Potijk MR, Kerstjens JM, Bos AF, Reijneveld SA, de Winter AF: Developmental Delay in Moderately Preterm-Born Children with Low Socioeconomic Status: Risks Multiply. The Journal of pediatrics 2013, 163(5):1289-1295. The team in Groningen have been publishing fascinating data about the outcomes of moderately preterm infants for a while. This new article points out the importance of social circumstances in determining outcomes of these infants born at 32 to 36 weeks. Developmental delay at 4 years of age was a frequent as 12.6% among the infants with low socio-economic status, compared to only 5.6% among those with a high status.
Koroglu OA, Yalaz M, Levent E, Akisu M, Kultursay N: Cardiovascular Consequences of Bronchopulmonary Dysplasia in Prematurely Born Preschool Children. Neonatology 2013, 104(4):283-289. At 2 to 4 years of age, there were still abnormalities of function of both ventricles, and increased pulmonary artery pressures in babies who had BPD.

INFORMATION SUPPLIED:
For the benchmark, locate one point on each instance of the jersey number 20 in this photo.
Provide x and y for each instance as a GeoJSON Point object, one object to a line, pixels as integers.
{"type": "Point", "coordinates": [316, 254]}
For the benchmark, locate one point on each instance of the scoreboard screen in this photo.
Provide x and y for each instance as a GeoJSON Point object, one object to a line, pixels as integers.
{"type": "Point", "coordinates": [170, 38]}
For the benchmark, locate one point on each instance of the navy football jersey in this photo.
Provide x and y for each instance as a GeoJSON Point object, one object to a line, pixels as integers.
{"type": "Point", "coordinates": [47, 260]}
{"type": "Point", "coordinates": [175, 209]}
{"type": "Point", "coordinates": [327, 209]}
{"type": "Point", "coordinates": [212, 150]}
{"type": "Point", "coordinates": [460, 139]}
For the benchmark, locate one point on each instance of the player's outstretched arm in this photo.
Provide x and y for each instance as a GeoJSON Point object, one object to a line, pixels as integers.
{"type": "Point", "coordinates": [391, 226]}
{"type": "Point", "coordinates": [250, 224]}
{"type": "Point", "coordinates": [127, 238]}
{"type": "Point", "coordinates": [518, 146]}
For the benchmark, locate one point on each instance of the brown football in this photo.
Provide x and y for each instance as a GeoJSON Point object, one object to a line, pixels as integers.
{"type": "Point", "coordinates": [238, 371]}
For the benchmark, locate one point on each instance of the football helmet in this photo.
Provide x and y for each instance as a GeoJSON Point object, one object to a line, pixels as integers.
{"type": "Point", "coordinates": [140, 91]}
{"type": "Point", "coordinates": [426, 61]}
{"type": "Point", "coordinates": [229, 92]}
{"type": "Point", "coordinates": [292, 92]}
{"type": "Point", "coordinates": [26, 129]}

TO DO:
**1)** From the literature summaries, list every author of the article on developmental delay in moderately preterm-born children with low socioeconomic status.
**2)** Edit the literature summaries by reproducing the passage from "Koroglu OA, Yalaz" up to and including "who had BPD." with "BPD" changed to "bronchopulmonary dysplasia".
**3)** Proceed with the literature summaries from the point where they end.

EXERCISE ANSWERS:
**1)** Potijk MR, Kerstjens JM, Bos AF, Reijneveld SA, de Winter AF

**2)**
Koroglu OA, Yalaz M, Levent E, Akisu M, Kultursay N: Cardiovascular Consequences of Bronchopulmonary Dysplasia in Prematurely Born Preschool Children. Neonatology 2013, 104(4):283-289. At 2 to 4 years of age, there were still abnormalities of function of both ventricles, and increased pulmonary artery pressures in babies who had bronchopulmonary dysplasia.

**3)**
Cristea AI, Carroll AE, Davis SD, Swigonski NL, Ackerman VL: Outcomes of Children With Severe Bronchopulmonary Dysplasia Who Were Ventilator Dependent at Home. Pediatrics 2013, 132(3):e727-e734. I have never sent a baby home on a ventilator because of BPD, I guess things are different in some parts of the world. Over 27 years 102 babies with BPD went home in Indiana in their home ventilation program. 81% of them survived, 2/3 were weaned from their ventilator, almost all of those being weaned before 5 years of age. The children were frequently in and out of hospital. The prevalence of home ventilation for BPD has been increasing in that state.
Govande VP, Brasel KJ, Das UG, Koop JI, Lagatta J, Basir MA: Prenatal counseling beyond the threshold of viability. J Perinatol 2013, 33(5):358-362. This study reviewed how much parents understood once they had received their antenatal counselling. The more mature the babies were, the less parents knew about the potential for long term problems. Nice to see a study that doesn’t just look at the extremely immature infant. But I am not sure what to do with this information, should we try and make sure that all families are worried about something that happens less and less frequently, or, better, find a way to inform them without causing more stress. And how do we do that when the understanding of proportions and percentages is so poor? We need some education aids to make this process work better. They could (should) be designed by parent groups!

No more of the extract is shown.